=== EXCERPTED TEXT ===
Proposal for Customizing Google’s Crawlable Ajax URLs

On the Shepherd Interactive site, we have a dynamic navigation menu in Flash. In order to prevent it from having to reload each time a page is changed, I implemented Ajax loading so that the SWF only has to load once. This is similar to what Lala and Facebook do. So if your browser is Ajax-enabled, upon visiting:

http://shepherdinteractive.com/portfolio/interactive/

You will get redirected to site root / with the old path supplied as the URL hash fragment which is then loaded in via JavaScript as the page content:

http://shepherdinteractive.com/#portfolio/interactive/

However, according to Google’s Making AJAX Applications Crawlable specification, Ajax pretty URLs are any containing a hash fragment beginning with !, for example:

http://shepherdinteractive.com/#!portfolio/interactive/

The purpose of the ! is merely to inform Googlebot that such a URL is for an Ajax page whose content can be fetched via:

http://shepherdinteractive.com/?_escaped_fragment_=portfolio/interactive/

The problem I have with Google’s specification is that the pretty URL Ajax fragment prefix (!) is mandated; it is not customizable. I should be able to tell Googlebot which fragment identifiers are for Ajax content and which are not. Therefore, instead of requiring authors to to conform to Google’s Ajax specification, I propose that Google adopt an extension to robots.txt which allows site owners to let Googlebot know what to look for. The current specification’s mandate for ! could be indicated via:

Ajax-Fragment-Prefix: !

Or it could be changed to anything else, such as “ajax:“. If the Ajax fragment doesn’t have a prefix at all (as in the case of Shepherd Interactive’s website above), a regular expression pattern match could be specified in robots.txt, for example:

Ajax-Fragment-Pattern: .+/

This would tell Googlebot that a URL with a fragment containing a slash should be fetched via the _escaped_fragment_ query parameter, and that the Ajax URL itself (including the fragment identifier) should be indexed and returned verbatim in the search results.

It’s true that the Shepherd Interactive site implements Hijax (progressive enhancement with Ajax) techniques, so every Ajax URL has a corresponding non-Ajax URL; so in this sense, Google can still access all of the content. The problem, however, is with links to Ajax URLs from around the Web. I assume for Googlebot, every link to an Ajax URL without the obligatory prefix ! is interpreted as referring to the home page (site root /):

http://shepherdinteractive.com/#portfolio/interactive/harmer-steel/
http://shepherdinteractive.com/#about-us/our-company/
http://shepherdinteractive.com/#services/web-development/

So Google then assigns no additional PageRank to our Ajax URLs since it gets assigned to the home page. If, however, Googlebot could be told that those are actually Ajax URLs, then the PageRank could be properly assigned. (My assumptions here could be incorrect.)

Thoughts?

=== ENTRIES PROVIDED ===
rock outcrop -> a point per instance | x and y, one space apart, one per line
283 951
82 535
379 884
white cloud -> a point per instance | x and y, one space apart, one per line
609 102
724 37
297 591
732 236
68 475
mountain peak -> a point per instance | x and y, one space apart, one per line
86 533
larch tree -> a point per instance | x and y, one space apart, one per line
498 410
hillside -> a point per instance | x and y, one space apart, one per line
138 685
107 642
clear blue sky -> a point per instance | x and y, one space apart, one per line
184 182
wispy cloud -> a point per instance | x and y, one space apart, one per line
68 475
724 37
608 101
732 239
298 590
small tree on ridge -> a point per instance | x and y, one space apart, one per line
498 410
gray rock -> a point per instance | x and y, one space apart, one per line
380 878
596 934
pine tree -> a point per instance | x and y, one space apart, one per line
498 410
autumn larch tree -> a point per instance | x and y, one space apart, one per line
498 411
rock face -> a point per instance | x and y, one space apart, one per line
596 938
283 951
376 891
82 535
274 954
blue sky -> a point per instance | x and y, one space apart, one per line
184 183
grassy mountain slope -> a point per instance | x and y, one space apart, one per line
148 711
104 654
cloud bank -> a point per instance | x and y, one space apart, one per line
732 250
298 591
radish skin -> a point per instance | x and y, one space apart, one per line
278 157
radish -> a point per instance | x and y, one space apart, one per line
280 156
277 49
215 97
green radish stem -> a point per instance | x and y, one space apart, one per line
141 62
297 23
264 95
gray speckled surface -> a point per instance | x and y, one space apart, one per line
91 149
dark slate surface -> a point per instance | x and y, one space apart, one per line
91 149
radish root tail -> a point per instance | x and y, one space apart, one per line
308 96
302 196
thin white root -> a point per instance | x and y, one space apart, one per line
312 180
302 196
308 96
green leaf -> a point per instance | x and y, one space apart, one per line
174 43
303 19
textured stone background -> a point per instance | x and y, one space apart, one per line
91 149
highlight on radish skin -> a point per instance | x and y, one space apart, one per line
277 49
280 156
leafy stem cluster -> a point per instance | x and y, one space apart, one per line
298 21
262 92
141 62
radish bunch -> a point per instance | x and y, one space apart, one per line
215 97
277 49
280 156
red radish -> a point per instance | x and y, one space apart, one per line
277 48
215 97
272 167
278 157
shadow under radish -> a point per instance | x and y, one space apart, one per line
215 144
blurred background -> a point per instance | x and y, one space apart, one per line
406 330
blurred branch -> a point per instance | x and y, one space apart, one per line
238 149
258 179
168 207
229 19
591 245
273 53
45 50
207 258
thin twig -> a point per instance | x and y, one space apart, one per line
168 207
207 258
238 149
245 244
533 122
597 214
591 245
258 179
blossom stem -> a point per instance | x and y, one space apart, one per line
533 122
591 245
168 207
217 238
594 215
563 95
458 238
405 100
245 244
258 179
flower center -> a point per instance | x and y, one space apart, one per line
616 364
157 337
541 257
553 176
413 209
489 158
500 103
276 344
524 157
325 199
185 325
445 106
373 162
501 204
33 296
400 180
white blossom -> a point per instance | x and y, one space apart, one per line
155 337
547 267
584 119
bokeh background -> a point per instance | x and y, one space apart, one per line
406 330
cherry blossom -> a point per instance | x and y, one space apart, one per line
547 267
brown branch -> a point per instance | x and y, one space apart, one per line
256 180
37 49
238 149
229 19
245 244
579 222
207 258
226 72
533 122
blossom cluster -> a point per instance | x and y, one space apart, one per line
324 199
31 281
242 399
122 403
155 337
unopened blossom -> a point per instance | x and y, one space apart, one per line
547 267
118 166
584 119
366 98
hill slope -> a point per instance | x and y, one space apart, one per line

=== WHAT YOU NEED TO DO ===
Reproduce the passage of the Ajax URL proposal starting with "Or it could" and going on through "the search results.".

=== THE OUTPUT ===
Or it could be changed to anything else, such as “ajax:“. If the Ajax fragment doesn’t have a prefix at all (as in the case of Shepherd Interactive’s website above), a regular expression pattern match could be specified in robots.txt, for example:

Ajax-Fragment-Pattern: .+/

This would tell Googlebot that a URL with a fragment containing a slash should be fetched via the _escaped_fragment_ query parameter, and that the Ajax URL itself (including the fragment identifier) should be indexed and returned verbatim in the search results.